→ OBJECTIVE
List every line in the records that contains the word "brown", matching case exactly.

[START EXERCISE INPUT]

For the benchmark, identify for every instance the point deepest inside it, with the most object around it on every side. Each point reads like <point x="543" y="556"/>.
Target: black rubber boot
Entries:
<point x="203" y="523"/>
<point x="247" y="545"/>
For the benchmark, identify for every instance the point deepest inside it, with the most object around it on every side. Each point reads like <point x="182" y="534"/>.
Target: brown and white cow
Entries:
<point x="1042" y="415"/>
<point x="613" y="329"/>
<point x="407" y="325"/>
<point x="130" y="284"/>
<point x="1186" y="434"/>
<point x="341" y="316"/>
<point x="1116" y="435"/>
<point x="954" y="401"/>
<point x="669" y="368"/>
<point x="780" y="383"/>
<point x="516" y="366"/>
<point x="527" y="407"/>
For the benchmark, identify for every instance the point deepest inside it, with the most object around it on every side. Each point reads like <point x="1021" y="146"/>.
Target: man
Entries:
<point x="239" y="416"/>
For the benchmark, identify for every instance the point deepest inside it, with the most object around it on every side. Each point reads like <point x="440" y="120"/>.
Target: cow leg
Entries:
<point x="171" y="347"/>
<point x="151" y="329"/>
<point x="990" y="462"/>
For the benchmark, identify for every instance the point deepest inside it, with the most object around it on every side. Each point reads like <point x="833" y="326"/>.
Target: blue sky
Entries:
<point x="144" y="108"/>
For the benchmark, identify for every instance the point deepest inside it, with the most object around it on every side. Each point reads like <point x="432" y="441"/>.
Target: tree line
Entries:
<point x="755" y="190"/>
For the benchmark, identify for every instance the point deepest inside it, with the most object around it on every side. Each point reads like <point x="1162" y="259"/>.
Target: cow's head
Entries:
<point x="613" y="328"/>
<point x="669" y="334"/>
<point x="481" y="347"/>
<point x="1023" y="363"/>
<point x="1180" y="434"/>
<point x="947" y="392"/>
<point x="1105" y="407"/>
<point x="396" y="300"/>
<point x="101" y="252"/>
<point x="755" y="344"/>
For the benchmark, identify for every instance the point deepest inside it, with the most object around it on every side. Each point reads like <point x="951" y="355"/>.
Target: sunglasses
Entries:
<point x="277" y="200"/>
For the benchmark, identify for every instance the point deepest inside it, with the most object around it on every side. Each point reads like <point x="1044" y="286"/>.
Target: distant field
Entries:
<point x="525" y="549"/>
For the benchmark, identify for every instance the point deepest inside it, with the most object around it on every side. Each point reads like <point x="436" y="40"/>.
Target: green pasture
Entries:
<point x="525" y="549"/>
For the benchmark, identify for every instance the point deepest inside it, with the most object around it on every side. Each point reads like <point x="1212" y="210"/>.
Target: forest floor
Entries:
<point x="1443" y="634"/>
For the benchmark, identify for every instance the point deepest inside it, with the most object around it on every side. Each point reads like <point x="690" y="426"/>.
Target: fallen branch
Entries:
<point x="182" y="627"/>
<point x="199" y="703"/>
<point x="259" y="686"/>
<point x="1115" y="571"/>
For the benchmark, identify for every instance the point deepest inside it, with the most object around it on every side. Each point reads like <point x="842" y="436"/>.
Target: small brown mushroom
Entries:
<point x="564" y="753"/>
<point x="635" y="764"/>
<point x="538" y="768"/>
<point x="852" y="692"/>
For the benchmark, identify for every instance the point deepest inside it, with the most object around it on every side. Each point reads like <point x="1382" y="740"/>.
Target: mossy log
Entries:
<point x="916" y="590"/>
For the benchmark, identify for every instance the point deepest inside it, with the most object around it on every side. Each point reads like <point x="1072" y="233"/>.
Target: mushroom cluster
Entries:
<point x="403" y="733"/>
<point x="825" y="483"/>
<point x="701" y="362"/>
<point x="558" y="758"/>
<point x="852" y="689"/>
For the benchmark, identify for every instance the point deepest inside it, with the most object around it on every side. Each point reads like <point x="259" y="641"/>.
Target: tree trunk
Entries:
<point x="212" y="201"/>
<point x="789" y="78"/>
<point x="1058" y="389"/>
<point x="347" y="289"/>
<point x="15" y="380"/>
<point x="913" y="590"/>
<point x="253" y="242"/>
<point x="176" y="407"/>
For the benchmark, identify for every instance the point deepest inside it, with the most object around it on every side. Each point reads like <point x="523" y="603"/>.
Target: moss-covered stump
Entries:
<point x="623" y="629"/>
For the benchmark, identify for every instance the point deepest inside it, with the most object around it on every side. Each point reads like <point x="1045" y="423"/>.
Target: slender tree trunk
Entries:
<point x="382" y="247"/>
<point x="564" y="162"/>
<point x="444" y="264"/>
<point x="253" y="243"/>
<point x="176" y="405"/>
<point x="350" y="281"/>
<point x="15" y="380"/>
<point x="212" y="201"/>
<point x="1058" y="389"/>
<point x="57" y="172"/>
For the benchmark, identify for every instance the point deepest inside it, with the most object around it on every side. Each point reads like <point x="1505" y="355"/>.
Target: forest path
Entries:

[END EXERCISE INPUT]

→ TASK SOLUTION
Target: brown and white cow
Target: small brown mushroom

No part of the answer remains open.